* Objective *
Name every actor mentioned in the Will Trent article, along with the character each one plays.
:: Given passage
Look for Will Trent at the 2023 SCAD TVfest in Atlanta.
Will Trent the detective? Or Will Trent the series? Both, sort of.
Of course, Will Trent is a fictional character in the new primetime series on ABC as well as the main character in a series of novels by author Karin Slaughter. Buy, yes, Ramón Rodríguez who plays Will on TV, along with other cast members, showrunner Dan Thomsen and Slaughter will be on hand for a Q&A session after a screening of the show on Saturday, February 11th. Tickets ($5) can be purchased here for the Will Trent event at SCAD TVfest in Atlanta.
The Will Trent series has the unique position of bringing book fans to the series as well as the reverse. Some viewers are now seeking out the books after first watching the show. Of course, the age-old question is whether the show is as good as the books. Personally, I enjoy both, but categorize them differently based on tone and pace.
What’s going on?
The television series finds GBI Special Agent Trent being paired with Atlanta Police Department’s Faith Mitchell (Iantha Richardson) to work a murder/kidnapping case. Faith is not keen on working with Will since her mother was part of a group of law enforcement officers taken down by one of Will’s investigations. Will’s boss, Amanda Wagner (Sonja Sohn) is the one who pairs the odd couple and tasks them to make it work.
Some comedy ensues as Will and Faith bump heads during investigations. Initially, Will attempts to hide his dyslexia from Faith and Faith stays mum about her health concerns. But over a few episodes, Will and Faith begin to open up to one another learning more about what makes each of them tick. Their histories impact how they work. Will grew up in the Atlanta foster care system and Faith is a young mother.
::::
:: Record list
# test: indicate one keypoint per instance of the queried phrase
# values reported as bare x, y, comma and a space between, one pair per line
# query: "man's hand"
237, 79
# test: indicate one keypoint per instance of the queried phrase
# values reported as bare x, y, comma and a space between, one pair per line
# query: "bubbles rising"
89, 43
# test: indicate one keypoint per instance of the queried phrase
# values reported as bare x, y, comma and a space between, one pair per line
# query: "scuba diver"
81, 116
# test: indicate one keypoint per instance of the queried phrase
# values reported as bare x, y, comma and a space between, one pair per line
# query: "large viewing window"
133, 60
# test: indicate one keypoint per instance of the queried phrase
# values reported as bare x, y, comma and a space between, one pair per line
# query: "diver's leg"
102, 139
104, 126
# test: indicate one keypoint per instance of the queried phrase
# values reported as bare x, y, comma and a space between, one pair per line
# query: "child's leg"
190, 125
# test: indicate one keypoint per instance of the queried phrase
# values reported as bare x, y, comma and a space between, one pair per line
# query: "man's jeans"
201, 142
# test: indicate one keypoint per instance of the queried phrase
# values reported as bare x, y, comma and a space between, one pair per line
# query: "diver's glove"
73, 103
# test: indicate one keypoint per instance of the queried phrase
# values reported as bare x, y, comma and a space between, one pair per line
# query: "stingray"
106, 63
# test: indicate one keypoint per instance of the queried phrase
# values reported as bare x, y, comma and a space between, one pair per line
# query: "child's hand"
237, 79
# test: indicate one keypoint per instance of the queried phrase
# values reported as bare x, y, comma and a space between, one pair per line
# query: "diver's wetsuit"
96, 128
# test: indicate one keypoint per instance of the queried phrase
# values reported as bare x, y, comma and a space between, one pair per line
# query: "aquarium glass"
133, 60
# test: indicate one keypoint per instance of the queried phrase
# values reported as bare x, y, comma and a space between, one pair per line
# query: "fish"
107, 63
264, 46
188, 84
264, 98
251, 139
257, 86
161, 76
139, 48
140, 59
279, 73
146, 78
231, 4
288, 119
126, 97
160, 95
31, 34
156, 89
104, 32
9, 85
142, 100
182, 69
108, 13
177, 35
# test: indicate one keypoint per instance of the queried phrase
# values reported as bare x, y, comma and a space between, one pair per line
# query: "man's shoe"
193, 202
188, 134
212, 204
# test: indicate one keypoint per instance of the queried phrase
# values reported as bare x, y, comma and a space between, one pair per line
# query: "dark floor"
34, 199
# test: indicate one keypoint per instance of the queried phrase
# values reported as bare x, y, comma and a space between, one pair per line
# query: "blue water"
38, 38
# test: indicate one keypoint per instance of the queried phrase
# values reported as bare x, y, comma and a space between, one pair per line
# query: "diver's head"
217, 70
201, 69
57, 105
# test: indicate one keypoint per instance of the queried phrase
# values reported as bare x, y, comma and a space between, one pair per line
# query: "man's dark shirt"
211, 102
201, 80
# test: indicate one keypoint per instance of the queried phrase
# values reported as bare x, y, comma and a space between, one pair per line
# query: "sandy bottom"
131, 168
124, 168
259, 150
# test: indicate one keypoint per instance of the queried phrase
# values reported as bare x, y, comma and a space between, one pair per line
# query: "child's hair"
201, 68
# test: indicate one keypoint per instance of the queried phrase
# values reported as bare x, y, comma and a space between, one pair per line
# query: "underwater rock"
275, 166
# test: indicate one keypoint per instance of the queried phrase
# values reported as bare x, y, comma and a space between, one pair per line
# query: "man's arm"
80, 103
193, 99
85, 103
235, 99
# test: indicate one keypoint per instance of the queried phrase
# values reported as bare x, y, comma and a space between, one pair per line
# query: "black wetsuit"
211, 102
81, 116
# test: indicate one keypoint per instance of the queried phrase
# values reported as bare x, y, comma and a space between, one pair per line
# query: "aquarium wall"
::::
* The output *
- Ramón Rodríguez plays Will Trent.
- Iantha Richardson plays Faith Mitchell.
- Sonja Sohn plays Amanda Wagner.